- WORK INSTRUCTIONS: Write out all the material exactly. Leave nothing out.

## Begin

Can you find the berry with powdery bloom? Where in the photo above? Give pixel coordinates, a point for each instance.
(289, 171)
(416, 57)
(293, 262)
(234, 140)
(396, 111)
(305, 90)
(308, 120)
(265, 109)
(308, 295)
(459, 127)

## End

- COMPLETE RESPONSE:
Can you find the berry with powdery bloom? Where in the photo above? Give pixel coordinates, a point for each instance.
(289, 171)
(416, 57)
(293, 262)
(234, 140)
(396, 111)
(305, 90)
(308, 120)
(265, 109)
(308, 295)
(459, 127)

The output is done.